*Your objective*
Only the lines from the one containing "Return one point for each instance of the black" to the end of the records should be given again, word for word and in full.

*Provided material*
%%

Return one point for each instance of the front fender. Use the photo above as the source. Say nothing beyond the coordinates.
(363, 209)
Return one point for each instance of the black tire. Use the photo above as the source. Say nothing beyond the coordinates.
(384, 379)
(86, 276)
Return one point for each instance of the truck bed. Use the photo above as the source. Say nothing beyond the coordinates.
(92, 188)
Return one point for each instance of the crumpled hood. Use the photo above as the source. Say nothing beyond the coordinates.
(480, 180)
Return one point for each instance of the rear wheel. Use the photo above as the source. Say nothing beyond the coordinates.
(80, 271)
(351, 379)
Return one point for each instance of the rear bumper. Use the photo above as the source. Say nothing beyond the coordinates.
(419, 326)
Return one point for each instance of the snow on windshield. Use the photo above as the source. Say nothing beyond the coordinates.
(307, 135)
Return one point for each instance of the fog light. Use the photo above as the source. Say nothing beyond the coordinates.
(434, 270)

%%

*Response*
Return one point for each instance of the black tire. Use the photo above as the source. Say nothing beyond the coordinates.
(384, 379)
(86, 276)
Return one point for each instance of the truck bed. Use the photo above as the source. Say nothing beyond the coordinates.
(92, 188)
Return one point for each instance of the crumpled hood. Use the photo above as the source. Say nothing beyond the coordinates.
(480, 180)
Return one point for each instance of the rear wheel. Use the photo above as the source. Say nothing beyond the coordinates.
(80, 271)
(351, 379)
Return one point for each instance of the rear bumper. Use the photo above as the source. Say nothing beyond the coordinates.
(419, 326)
Return one point for each instance of the snow on windshield. Use the photo above as the source. Say nothing beyond the coordinates.
(307, 135)
Return one point for each instance of the fog light. Use the photo above as the source. Say nothing beyond the coordinates.
(434, 270)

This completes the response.